Extracted records:

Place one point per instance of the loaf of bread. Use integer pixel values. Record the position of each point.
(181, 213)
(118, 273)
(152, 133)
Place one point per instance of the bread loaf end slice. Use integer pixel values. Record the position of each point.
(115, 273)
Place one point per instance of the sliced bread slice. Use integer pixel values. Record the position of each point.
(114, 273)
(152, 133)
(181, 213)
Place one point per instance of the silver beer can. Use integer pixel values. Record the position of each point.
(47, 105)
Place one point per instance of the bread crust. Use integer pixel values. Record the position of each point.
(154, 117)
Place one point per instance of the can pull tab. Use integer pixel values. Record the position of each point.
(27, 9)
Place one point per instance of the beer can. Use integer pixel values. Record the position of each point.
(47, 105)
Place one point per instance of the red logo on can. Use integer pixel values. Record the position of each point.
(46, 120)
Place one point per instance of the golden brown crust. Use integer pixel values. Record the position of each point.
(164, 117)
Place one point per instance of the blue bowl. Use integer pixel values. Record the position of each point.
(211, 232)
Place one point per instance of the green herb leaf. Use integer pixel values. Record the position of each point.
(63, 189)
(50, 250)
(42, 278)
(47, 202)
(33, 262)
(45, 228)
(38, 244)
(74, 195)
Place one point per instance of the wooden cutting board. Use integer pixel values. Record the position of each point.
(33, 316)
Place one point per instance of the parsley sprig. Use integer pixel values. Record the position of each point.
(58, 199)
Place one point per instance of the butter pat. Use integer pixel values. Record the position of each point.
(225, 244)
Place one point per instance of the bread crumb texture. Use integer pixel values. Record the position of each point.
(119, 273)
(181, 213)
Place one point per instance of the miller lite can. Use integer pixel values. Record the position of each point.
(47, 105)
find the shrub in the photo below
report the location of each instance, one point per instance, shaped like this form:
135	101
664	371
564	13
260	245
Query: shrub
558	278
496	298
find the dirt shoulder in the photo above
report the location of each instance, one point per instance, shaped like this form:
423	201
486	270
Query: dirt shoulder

YOUR INSTRUCTIONS:
Determine the number of lines in the data above that contain the word "dirt", and provide only that figure.

RESPONSE BOX:
2